+++ Task data

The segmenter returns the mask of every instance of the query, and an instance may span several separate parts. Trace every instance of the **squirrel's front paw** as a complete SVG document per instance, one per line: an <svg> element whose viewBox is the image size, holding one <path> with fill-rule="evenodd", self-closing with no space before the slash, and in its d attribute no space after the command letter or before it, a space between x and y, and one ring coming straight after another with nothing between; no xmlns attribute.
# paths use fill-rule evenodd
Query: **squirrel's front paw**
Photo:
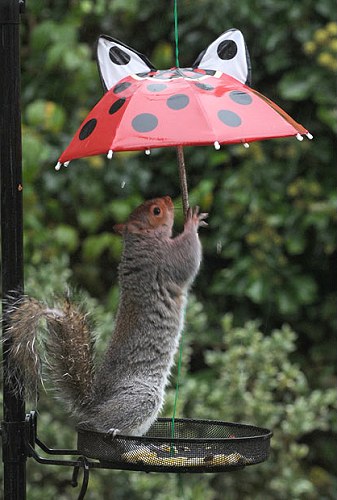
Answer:
<svg viewBox="0 0 337 500"><path fill-rule="evenodd" d="M189 208L187 211L185 224L193 224L193 226L198 229L199 227L208 226L205 219L208 217L207 213L199 213L199 207Z"/></svg>

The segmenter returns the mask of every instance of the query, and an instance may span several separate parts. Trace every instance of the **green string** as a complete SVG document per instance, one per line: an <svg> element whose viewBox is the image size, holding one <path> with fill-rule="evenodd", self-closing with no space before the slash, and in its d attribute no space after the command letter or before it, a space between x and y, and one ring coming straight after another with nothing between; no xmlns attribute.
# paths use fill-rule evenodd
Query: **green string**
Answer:
<svg viewBox="0 0 337 500"><path fill-rule="evenodd" d="M175 45L176 45L176 67L179 68L179 44L178 44L178 0L174 0L174 38L175 38ZM178 403L178 394L179 394L179 382L180 382L180 373L181 373L181 364L182 364L182 357L183 357L183 335L184 332L181 334L181 340L180 340L180 348L179 348L179 359L178 359L178 370L177 370L177 382L176 382L176 393L174 396L174 404L173 404L173 414L172 414L172 421L171 421L171 456L174 455L174 445L173 445L173 439L174 439L174 427L175 427L175 418L176 418L176 412L177 412L177 403Z"/></svg>
<svg viewBox="0 0 337 500"><path fill-rule="evenodd" d="M177 403L178 403L178 394L179 394L179 382L180 382L180 374L181 374L181 365L182 365L182 358L183 358L183 335L184 331L181 333L181 339L180 339L180 347L179 347L179 359L178 359L178 370L177 370L177 382L176 382L176 393L174 396L174 404L173 404L173 414L172 414L172 420L171 420L171 456L174 455L174 445L173 445L173 439L174 439L174 421L176 418L176 412L177 412Z"/></svg>
<svg viewBox="0 0 337 500"><path fill-rule="evenodd" d="M179 68L179 44L178 44L178 0L174 0L174 38L176 44L176 66Z"/></svg>

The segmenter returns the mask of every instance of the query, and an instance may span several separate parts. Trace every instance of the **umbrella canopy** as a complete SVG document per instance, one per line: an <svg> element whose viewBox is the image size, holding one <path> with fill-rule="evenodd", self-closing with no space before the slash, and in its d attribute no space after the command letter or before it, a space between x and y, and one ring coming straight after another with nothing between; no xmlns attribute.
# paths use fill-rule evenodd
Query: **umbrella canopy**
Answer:
<svg viewBox="0 0 337 500"><path fill-rule="evenodd" d="M57 167L114 151L244 143L308 131L249 87L250 60L242 33L223 33L191 68L156 70L130 47L107 36L97 44L107 90L85 118Z"/></svg>

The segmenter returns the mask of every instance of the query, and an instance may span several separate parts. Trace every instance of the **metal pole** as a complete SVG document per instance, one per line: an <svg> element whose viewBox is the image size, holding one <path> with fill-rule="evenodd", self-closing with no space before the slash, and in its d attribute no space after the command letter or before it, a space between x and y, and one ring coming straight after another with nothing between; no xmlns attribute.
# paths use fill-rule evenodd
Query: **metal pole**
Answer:
<svg viewBox="0 0 337 500"><path fill-rule="evenodd" d="M13 290L23 291L22 230L22 151L20 113L20 12L24 2L0 0L0 181L1 181L1 252L2 297ZM3 302L4 325L6 309ZM6 351L3 345L4 421L2 449L4 462L4 498L26 498L26 452L23 432L25 402L10 391Z"/></svg>

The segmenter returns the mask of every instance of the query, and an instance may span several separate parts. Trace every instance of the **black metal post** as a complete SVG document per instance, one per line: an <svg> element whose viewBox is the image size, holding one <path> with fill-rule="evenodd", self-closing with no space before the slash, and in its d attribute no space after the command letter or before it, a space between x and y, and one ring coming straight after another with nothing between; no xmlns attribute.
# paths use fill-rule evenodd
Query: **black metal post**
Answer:
<svg viewBox="0 0 337 500"><path fill-rule="evenodd" d="M2 296L23 290L22 151L20 112L20 12L24 1L0 0L0 181ZM6 308L3 315L6 327ZM10 391L3 348L4 421L2 423L4 498L26 498L26 452L23 442L25 402Z"/></svg>

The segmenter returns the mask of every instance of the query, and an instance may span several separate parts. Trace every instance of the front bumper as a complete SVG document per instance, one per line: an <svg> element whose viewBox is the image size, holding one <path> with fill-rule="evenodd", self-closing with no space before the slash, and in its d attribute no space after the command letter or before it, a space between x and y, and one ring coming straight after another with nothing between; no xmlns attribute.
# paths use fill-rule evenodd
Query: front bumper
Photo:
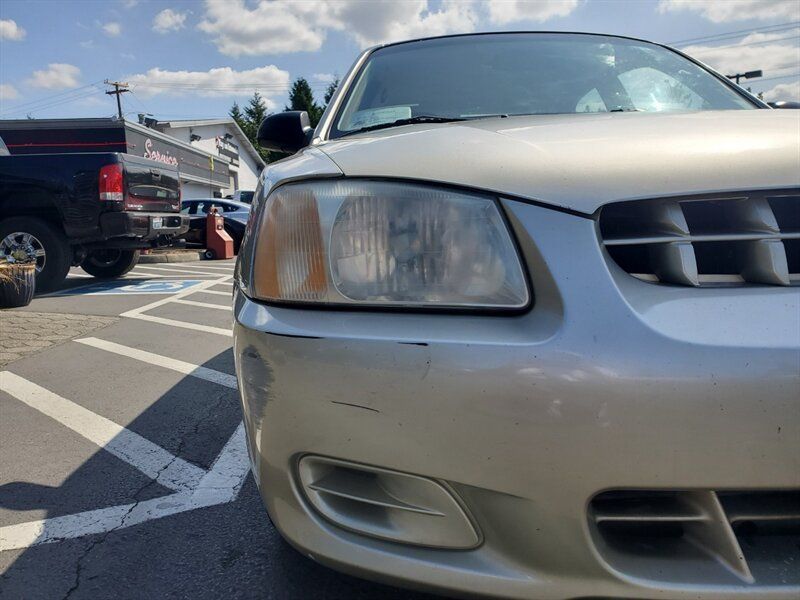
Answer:
<svg viewBox="0 0 800 600"><path fill-rule="evenodd" d="M594 221L504 206L536 298L524 315L326 312L237 292L248 449L275 525L325 564L463 596L797 597L800 555L752 580L626 570L588 513L608 489L800 488L798 289L645 283L606 260ZM308 455L441 483L480 543L331 523L301 489Z"/></svg>
<svg viewBox="0 0 800 600"><path fill-rule="evenodd" d="M160 222L160 226L157 224ZM161 236L179 237L189 229L189 217L176 213L107 212L100 215L105 239L138 238L149 242Z"/></svg>

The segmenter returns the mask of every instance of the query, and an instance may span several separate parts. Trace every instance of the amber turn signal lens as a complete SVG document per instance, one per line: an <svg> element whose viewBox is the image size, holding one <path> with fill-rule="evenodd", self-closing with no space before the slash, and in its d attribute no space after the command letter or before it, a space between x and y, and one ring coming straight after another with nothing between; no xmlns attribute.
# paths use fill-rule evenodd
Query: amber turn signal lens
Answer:
<svg viewBox="0 0 800 600"><path fill-rule="evenodd" d="M253 265L265 300L324 300L328 288L319 211L309 189L277 190L268 200Z"/></svg>

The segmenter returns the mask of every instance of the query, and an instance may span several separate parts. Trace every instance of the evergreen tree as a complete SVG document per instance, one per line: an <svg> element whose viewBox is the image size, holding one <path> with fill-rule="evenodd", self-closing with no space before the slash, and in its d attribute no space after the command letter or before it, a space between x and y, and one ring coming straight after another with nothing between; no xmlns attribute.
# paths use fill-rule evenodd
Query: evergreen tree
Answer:
<svg viewBox="0 0 800 600"><path fill-rule="evenodd" d="M230 111L228 114L231 118L236 121L236 124L241 128L244 134L250 138L250 134L247 132L250 124L248 123L247 119L245 118L244 114L242 114L242 110L239 108L239 103L234 101L233 106L231 106Z"/></svg>
<svg viewBox="0 0 800 600"><path fill-rule="evenodd" d="M253 92L253 97L244 107L244 116L247 118L249 126L252 127L253 139L258 134L258 127L267 117L267 107L264 105L264 98L258 92Z"/></svg>
<svg viewBox="0 0 800 600"><path fill-rule="evenodd" d="M304 110L308 113L311 126L316 127L322 116L322 108L314 100L311 86L304 77L298 77L289 90L289 106L286 110Z"/></svg>
<svg viewBox="0 0 800 600"><path fill-rule="evenodd" d="M258 151L258 154L264 159L264 162L270 163L272 161L282 158L283 155L275 156L269 150L262 148L258 143L258 128L261 121L267 116L267 109L264 106L264 99L258 92L253 92L252 98L244 107L244 111L239 108L239 103L234 102L231 110L228 112L231 118L241 127L242 132L253 144L253 147Z"/></svg>
<svg viewBox="0 0 800 600"><path fill-rule="evenodd" d="M327 89L325 90L325 107L328 107L328 104L331 103L331 98L336 93L336 88L339 87L339 78L337 77L333 81L328 84Z"/></svg>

++++++

# Prompt:
Nothing but an exact copy of the data, without pictures, should be returned.

# Your solution:
The segmenter returns the mask of every instance of the query, and an instance may span several separate parts. Trace every instance of the **squirrel's front paw** as a complete SVG document per instance, one per line: an <svg> element whose viewBox is the image size, holding one <path> with fill-rule="evenodd", self-closing with no space before the slash, and in its d attribute no space after the command letter or before it, a space between x and y, and one ring coming straight after another with nothing between; no xmlns attribute.
# paths use fill-rule evenodd
Query: **squirrel's front paw**
Photo:
Answer:
<svg viewBox="0 0 337 500"><path fill-rule="evenodd" d="M189 208L187 211L185 224L193 224L193 226L198 229L199 227L208 226L205 219L208 217L207 213L199 213L199 207Z"/></svg>

The segmenter returns the mask of every instance of the query, and an instance may span several separate parts. Trace every instance of the **green string** as a complete SVG document per instance, one per line: an <svg> element whose viewBox is the image size, holding one <path> with fill-rule="evenodd", self-closing with no space before the slash, and in its d attribute no space after the command letter or before it, a space between x and y, and one ring coming straight after another with nothing between; no xmlns attribute.
# paths use fill-rule evenodd
Query: **green string**
Answer:
<svg viewBox="0 0 337 500"><path fill-rule="evenodd" d="M175 45L176 45L176 67L179 68L179 44L178 44L178 0L174 0L174 38L175 38ZM178 403L178 394L179 394L179 382L180 382L180 373L181 373L181 364L182 364L182 357L183 357L183 335L184 332L181 334L181 340L180 340L180 348L179 348L179 359L178 359L178 370L177 370L177 382L176 382L176 393L174 396L174 404L173 404L173 414L172 414L172 421L171 421L171 456L174 455L174 445L173 445L173 439L174 439L174 427L175 427L175 418L176 418L176 412L177 412L177 403Z"/></svg>
<svg viewBox="0 0 337 500"><path fill-rule="evenodd" d="M177 403L178 403L178 394L179 394L179 382L180 382L180 374L181 374L181 365L182 365L182 358L183 358L183 335L184 331L181 333L181 339L180 339L180 347L179 347L179 359L178 359L178 370L177 370L177 382L176 382L176 393L174 396L174 404L173 404L173 414L172 414L172 420L171 420L171 456L174 455L174 445L173 445L173 439L174 439L174 421L176 418L176 412L177 412Z"/></svg>
<svg viewBox="0 0 337 500"><path fill-rule="evenodd" d="M179 68L179 44L178 44L178 0L174 0L174 38L176 44L176 66Z"/></svg>

The segmenter returns the mask of every instance of the query, and an instance may span several separate parts. Trace every instance of the **umbrella canopy** as a complete SVG document per instance, one per line: an <svg> element whose viewBox is the image size, holding one <path> with fill-rule="evenodd", self-closing with no space before the slash, and in its d attribute no space after the command letter or before it, a space between x and y, and one ring coming straight after another with nothing between; no xmlns attribute.
# paths use fill-rule evenodd
Query: **umbrella canopy**
Answer:
<svg viewBox="0 0 337 500"><path fill-rule="evenodd" d="M57 167L114 151L244 143L308 131L249 87L250 60L242 33L223 33L191 68L156 70L130 47L107 36L97 44L107 90L85 118Z"/></svg>

The segmenter returns the mask of every instance of the query, and an instance may span several separate parts. Trace every instance of the **metal pole** as a complete SVG document per instance, one per line: an <svg> element whose viewBox is the image size, holding one <path> with fill-rule="evenodd", self-closing with no space before the slash, and in its d attribute no space after the command letter or before it, a space between x and y, and one ring coming straight after another with nothing between; no xmlns attribute.
# paths use fill-rule evenodd
Query: **metal pole**
Answer:
<svg viewBox="0 0 337 500"><path fill-rule="evenodd" d="M13 290L23 291L22 230L22 151L20 113L20 12L24 2L0 0L0 181L1 181L1 252L2 297ZM3 302L4 325L6 309ZM6 351L3 345L4 421L2 449L4 462L4 498L26 498L26 452L23 432L25 402L10 391Z"/></svg>

The segmenter returns the mask of every instance of the query, and an instance may span several separate parts. Trace every instance of the **black metal post** as a complete SVG document per instance, one per line: an <svg> element whose viewBox is the image size, holding one <path> with fill-rule="evenodd", self-closing with no space before the slash, and in its d attribute no space after the command letter or before it, a space between x and y, and one ring coming straight after another with nothing between; no xmlns attribute.
# paths use fill-rule evenodd
Query: **black metal post**
Answer:
<svg viewBox="0 0 337 500"><path fill-rule="evenodd" d="M2 296L23 290L22 151L20 112L20 12L24 1L0 0L0 181ZM6 308L3 315L6 327ZM10 391L3 348L4 421L2 423L4 498L26 498L26 452L23 442L25 402Z"/></svg>

The segmenter returns the mask of every instance of the query, and an instance may span several separate parts. Trace every instance of the front bumper as a complete SVG document per instance, one per line: an <svg> element whose viewBox is the image size, holding one <path> with fill-rule="evenodd", self-closing with no space before the slash, and in its d attribute no space after the command letter or before it, a space between x and y, and one ring coming straight after another with nothing between; no xmlns attribute.
# paths use fill-rule evenodd
Query: front bumper
Photo:
Answer:
<svg viewBox="0 0 800 600"><path fill-rule="evenodd" d="M594 221L504 206L536 298L524 315L326 312L237 292L248 449L275 525L325 564L463 596L797 597L800 555L752 580L626 570L588 513L608 489L800 488L798 289L645 283L606 260ZM308 455L441 483L480 543L331 523L301 489Z"/></svg>
<svg viewBox="0 0 800 600"><path fill-rule="evenodd" d="M160 222L160 226L157 224ZM161 236L179 237L189 229L189 217L176 213L107 212L100 215L105 239L138 238L149 242Z"/></svg>

The segmenter returns the mask of every instance of the query, and an instance may span several separate parts. Trace every instance of the amber turn signal lens as a complete SVG document per instance, one per line: an <svg> element whose viewBox is the image size, holding one <path> with fill-rule="evenodd", self-closing with no space before the slash, and in its d attribute no space after the command letter or before it, a space between x and y, and one ring coming straight after another with nothing between; no xmlns attribute.
# paths use fill-rule evenodd
Query: amber turn signal lens
Answer:
<svg viewBox="0 0 800 600"><path fill-rule="evenodd" d="M253 265L265 300L324 300L328 288L319 211L309 189L277 190L268 200Z"/></svg>

The segmenter returns the mask of every instance of the query, and an instance may span several separate parts. Trace every instance of the evergreen tree as a complete SVG document per instance, one per line: an <svg> element whose viewBox is the image size, holding one <path> with fill-rule="evenodd", self-closing with no space before the slash, and in its d attribute no space after the command letter or before it, a space between x and y, and one ring coming straight after another with nothing between; no xmlns attribute.
# paths use fill-rule evenodd
Query: evergreen tree
Answer:
<svg viewBox="0 0 800 600"><path fill-rule="evenodd" d="M230 111L228 114L231 118L236 121L236 124L241 128L244 134L250 138L250 134L247 132L250 124L248 123L247 119L245 118L244 114L242 114L242 110L239 108L239 103L234 101L233 106L231 106Z"/></svg>
<svg viewBox="0 0 800 600"><path fill-rule="evenodd" d="M253 92L253 97L244 107L244 116L247 118L249 126L252 127L253 139L258 134L258 127L267 117L267 107L264 105L264 98L258 92Z"/></svg>
<svg viewBox="0 0 800 600"><path fill-rule="evenodd" d="M304 110L308 113L311 126L316 127L322 116L322 108L314 100L311 86L304 77L298 77L289 90L289 106L286 110Z"/></svg>
<svg viewBox="0 0 800 600"><path fill-rule="evenodd" d="M258 151L258 154L264 159L264 162L270 163L272 161L282 158L283 155L275 156L269 150L262 148L258 143L258 128L261 121L267 116L267 109L264 106L264 99L258 92L253 92L252 98L244 107L244 111L239 108L239 103L234 102L231 110L228 112L231 118L241 127L242 132L253 144L253 147Z"/></svg>
<svg viewBox="0 0 800 600"><path fill-rule="evenodd" d="M327 89L325 90L325 107L328 107L328 104L331 103L331 98L336 93L336 88L339 87L339 78L337 77L333 81L328 84Z"/></svg>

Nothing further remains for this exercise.